→ WHAT IS BEING ASKED:
Starting at the line that contains "of the dense" and running through the end of the material, rewrite the lines with "Locations" changed to "Points" and everything else left as it is. Leave the pictures out of your answer.

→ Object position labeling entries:
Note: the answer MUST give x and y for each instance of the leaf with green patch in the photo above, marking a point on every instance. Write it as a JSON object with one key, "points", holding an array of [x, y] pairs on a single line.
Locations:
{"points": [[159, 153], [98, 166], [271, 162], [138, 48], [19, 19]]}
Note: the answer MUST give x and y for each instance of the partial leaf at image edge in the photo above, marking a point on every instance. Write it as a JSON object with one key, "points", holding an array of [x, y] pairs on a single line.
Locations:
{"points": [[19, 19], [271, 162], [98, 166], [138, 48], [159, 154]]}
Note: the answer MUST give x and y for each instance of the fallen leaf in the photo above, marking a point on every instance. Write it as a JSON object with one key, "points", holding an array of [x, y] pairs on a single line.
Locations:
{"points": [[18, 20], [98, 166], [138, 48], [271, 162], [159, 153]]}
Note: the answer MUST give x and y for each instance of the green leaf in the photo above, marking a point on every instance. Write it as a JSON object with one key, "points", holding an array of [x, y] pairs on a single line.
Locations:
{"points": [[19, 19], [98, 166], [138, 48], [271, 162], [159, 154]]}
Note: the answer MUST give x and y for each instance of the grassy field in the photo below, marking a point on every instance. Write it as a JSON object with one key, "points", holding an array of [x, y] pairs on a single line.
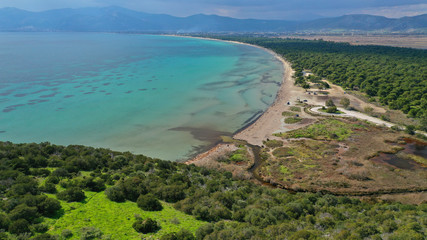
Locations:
{"points": [[335, 155], [293, 120], [115, 219], [326, 129]]}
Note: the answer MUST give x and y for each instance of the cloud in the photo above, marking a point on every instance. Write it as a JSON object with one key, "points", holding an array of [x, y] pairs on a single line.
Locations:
{"points": [[398, 11], [261, 9]]}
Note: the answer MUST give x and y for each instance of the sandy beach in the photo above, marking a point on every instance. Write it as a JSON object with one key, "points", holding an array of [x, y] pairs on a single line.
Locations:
{"points": [[269, 122]]}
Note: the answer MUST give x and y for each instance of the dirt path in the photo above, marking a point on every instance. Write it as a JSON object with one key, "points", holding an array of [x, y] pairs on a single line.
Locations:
{"points": [[359, 115]]}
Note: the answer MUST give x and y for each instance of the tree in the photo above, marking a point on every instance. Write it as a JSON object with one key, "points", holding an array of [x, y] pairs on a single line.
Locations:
{"points": [[149, 202], [115, 193], [183, 234], [345, 102], [19, 226], [49, 207], [90, 233], [4, 221], [330, 103], [146, 226], [410, 129], [24, 212], [332, 109], [73, 194]]}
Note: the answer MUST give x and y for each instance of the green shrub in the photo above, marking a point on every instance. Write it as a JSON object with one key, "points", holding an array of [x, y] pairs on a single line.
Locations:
{"points": [[73, 194], [293, 120], [149, 202], [88, 233], [146, 226], [183, 234], [115, 193], [295, 109], [66, 233], [19, 226]]}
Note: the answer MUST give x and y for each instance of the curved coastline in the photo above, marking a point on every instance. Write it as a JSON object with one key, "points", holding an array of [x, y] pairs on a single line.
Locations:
{"points": [[263, 126]]}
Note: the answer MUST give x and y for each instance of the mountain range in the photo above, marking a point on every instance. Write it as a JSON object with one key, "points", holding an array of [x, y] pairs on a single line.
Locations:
{"points": [[117, 19]]}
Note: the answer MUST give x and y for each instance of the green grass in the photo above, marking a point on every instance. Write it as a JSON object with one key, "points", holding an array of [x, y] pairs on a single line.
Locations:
{"points": [[327, 129], [284, 170], [288, 114], [295, 109], [293, 120], [283, 152], [116, 219], [273, 143]]}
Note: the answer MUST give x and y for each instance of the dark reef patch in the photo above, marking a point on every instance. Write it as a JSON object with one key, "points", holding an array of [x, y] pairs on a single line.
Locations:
{"points": [[203, 134]]}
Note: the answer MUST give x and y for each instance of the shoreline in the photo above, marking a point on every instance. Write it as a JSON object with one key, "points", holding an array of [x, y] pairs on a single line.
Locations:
{"points": [[270, 121]]}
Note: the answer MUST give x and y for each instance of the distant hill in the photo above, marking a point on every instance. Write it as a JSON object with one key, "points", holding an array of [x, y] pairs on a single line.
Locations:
{"points": [[118, 19]]}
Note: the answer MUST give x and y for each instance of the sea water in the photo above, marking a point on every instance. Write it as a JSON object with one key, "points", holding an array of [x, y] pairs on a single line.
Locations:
{"points": [[165, 97]]}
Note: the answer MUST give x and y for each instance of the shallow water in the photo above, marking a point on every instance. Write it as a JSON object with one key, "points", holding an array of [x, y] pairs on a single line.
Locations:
{"points": [[165, 97], [400, 159]]}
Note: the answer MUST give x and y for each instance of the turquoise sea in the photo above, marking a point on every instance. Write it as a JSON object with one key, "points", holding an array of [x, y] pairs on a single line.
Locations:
{"points": [[166, 97]]}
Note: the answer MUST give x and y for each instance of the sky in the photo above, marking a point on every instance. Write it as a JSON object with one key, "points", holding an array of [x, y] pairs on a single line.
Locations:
{"points": [[258, 9]]}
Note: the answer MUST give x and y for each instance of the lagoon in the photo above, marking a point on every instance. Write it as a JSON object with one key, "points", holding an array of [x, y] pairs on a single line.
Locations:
{"points": [[162, 96]]}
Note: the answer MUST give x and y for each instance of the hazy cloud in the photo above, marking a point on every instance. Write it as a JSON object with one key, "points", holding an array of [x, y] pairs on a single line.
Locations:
{"points": [[265, 9]]}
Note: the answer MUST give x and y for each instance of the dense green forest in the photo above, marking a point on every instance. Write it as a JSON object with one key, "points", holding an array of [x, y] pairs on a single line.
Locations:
{"points": [[39, 180], [396, 76]]}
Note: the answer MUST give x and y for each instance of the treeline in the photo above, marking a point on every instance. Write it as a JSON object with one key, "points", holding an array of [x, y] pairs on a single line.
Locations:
{"points": [[234, 209], [396, 76]]}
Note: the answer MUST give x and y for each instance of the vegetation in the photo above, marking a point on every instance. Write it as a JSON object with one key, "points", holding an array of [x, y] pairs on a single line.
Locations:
{"points": [[395, 76], [345, 102], [293, 120], [234, 209], [288, 114], [328, 129], [295, 109]]}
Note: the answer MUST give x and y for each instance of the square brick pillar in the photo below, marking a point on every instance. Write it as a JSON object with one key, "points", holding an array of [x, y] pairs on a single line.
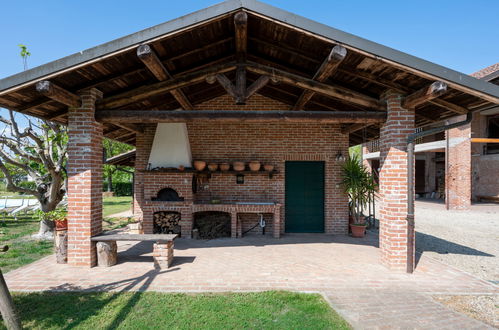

→ SOLUTION TO THIS PROBLEM:
Note: the answer MUST give x and y for each instance of the dense green forest in the photo above, marking a point on every instance. Write it as a JSON object with one key, "points", holding an array of [x, y] pairs on a single line.
Points:
{"points": [[39, 180], [396, 76]]}
Note: the answer MUST give x and y for each instance of the treeline in the photo above, marking a point on every instance. Write it as a JSON object with one key, "points", holding an array of [x, y] pairs on a single line.
Points:
{"points": [[234, 209], [396, 76]]}
Note: the answer MUST give x and y for each instance of the vegetation in the photo above, marking a point on every instance. Write it as a JSON object with one key, "points", holding an array of [x, y] pairs on a single line.
Points:
{"points": [[395, 76], [345, 102], [293, 120], [234, 209], [288, 114], [328, 129], [295, 109]]}
Note: the answer MUST give x and y for each instance of the square brick pillar in the photo below, marking a point on every instance. Write it as a JSON object with one key, "points", holding an array of [x, y] pairs on a single line.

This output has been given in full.